(Required tasks):
A – In the passage on university endowments, who recommended that higher education institutions reduce their exposure to risky alternative investments?
B – Rewrite the paragraph beginning "From 2002 to 2007" in the passage on university endowments as a short bulleted list that keeps its main facts.
C – Carry on the passage on university endowments from the point where it stops.

(Document section):
BEGIN

In the movie "No Country for Old Men," after being asked "It's a mess, isn't it sheriff?", the character played by Tommy Lee Jones says, "Well, if it ain't a mess, it'll do til the mess gets here."
Our colleges and universities have been investing in a mess that's already here, and I was heartened when I heard that the president of Tufts University, Lawrence Bacow, recommended higher education institutions reduce their exposure to risky alternative investments, such as hedge funds and private equity.
From 2002 to 2007, the share of dollars in hedge assets coughed up by institutional investors -- including university endowments, foundations, retirement trusts and insurance funds, etc. -- jumped from 2 percent to, astonishingly, 50 percent. And the money pouring into the private equity/LBO/buyout funds market, which raised an unprecedented amount of capital before the market crash in 2006-2007 (with private equity raising $301 billion), came disproportionately from institutional investors.
These and other un-regulated investment vehicles became part of an immense "shadow bank" system that was intricately intertwined with bank boondoggles, debt bubbles and sub-prime and toxic assets that cost trillions of dollars in losses to not just endowments but households, pensioners, students, insurance holders and communities in general.

END

(Given records):
BEGIN

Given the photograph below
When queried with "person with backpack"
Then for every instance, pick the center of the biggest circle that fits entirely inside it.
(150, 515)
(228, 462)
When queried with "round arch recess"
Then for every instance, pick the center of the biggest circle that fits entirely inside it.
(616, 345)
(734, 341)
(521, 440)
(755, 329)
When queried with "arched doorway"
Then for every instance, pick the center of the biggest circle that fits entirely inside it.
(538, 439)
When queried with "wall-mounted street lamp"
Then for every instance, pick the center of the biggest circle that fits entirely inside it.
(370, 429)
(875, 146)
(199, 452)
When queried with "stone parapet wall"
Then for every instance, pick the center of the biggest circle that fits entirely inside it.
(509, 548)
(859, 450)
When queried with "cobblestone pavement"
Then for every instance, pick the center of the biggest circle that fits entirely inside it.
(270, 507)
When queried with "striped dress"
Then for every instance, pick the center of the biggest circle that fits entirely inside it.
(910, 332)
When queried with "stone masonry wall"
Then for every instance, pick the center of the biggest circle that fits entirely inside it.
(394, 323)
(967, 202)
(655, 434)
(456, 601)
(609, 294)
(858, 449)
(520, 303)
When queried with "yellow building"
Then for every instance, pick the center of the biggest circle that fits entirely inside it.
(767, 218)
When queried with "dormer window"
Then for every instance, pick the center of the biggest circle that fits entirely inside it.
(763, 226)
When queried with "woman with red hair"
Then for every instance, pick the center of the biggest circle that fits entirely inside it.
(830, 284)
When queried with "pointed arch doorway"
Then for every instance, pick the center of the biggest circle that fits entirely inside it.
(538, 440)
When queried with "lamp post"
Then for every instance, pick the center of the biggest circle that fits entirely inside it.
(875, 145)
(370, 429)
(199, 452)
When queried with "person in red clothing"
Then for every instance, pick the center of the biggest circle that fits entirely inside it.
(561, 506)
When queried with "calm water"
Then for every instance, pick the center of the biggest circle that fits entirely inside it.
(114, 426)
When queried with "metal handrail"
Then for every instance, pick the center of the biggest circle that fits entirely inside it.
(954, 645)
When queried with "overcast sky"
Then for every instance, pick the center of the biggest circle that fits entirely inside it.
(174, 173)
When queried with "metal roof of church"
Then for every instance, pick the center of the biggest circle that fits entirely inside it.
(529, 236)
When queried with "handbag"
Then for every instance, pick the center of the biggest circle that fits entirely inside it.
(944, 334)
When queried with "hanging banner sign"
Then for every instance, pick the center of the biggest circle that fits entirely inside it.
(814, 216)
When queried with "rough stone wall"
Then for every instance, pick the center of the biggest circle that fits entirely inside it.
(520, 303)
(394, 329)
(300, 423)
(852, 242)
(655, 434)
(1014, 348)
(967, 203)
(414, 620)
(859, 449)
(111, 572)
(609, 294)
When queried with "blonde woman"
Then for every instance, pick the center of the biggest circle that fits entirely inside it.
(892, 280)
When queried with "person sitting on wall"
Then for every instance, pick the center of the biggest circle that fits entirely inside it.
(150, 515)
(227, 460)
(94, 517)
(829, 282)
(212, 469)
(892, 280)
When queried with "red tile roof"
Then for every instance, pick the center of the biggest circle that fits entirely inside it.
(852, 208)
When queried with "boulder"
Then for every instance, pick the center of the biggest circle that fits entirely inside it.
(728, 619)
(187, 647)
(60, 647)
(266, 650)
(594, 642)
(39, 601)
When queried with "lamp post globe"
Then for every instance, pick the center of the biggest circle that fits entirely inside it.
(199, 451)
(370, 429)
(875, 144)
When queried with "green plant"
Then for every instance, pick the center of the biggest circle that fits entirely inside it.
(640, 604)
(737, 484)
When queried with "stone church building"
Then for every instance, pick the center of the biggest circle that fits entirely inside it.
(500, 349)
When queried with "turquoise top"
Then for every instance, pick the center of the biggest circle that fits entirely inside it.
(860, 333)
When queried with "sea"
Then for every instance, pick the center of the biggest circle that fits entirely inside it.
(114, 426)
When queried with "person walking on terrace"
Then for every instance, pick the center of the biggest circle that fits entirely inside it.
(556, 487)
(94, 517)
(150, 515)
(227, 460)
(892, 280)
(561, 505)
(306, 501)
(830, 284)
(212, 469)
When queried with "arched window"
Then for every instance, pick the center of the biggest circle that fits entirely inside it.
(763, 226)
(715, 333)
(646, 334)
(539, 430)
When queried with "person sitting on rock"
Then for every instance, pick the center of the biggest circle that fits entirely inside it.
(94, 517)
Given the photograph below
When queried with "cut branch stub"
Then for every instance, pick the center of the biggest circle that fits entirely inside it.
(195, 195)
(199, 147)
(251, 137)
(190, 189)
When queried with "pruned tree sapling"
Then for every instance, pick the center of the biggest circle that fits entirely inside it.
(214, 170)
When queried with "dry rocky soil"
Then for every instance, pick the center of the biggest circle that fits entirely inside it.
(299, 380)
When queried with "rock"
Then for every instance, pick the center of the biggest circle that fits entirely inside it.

END

(Your written answers):
A – Lawrence Bacow, the president of Tufts University.

B –
- From 2002 to 2007, institutional investors' share of dollars in hedge assets rose from 2 percent to 50 percent.
- Institutional investors include university endowments, foundations, retirement trusts and insurance funds.
- Before the 2006-2007 market crash, the private equity/LBO/buyout funds market raised an unprecedented amount of capital, with private equity raising $301 billion.
- That money came disproportionately from institutional investors.

C –
Still, the U.S. has not passed financial reform legislation that would require more transparency, wiser governance and more reasonable costs from this sector. So there remains a crisis of confidence, in that these investors are not regulated, charge outrageously high fees, and make obscene profits and compensation.
The rush to buy into these investment schemes also meant the shadow banks, in essence, "red-lined" large parts of our real economy.
That some of the largest foundations and endowments are hinting they may wade back into the pool is a frightening threat.
When trillions went to investors that shorted, over-levered or gutted good companies, not to mention the sub-prime vultures, we paid a tragically high price in massive economic losses and lost opportunity costs. That translates to collateral damages for our children.
When we send our children through college, it is with the hope that they will someday be able to harvest the American dream.
When our institutional fund managers instead invest in short-term sucker bets that, in the end, simply line the pockets of the new "Barbarians at the Gate," then we are doing more harm to our educational (and parenting) mission than we could ever imagine.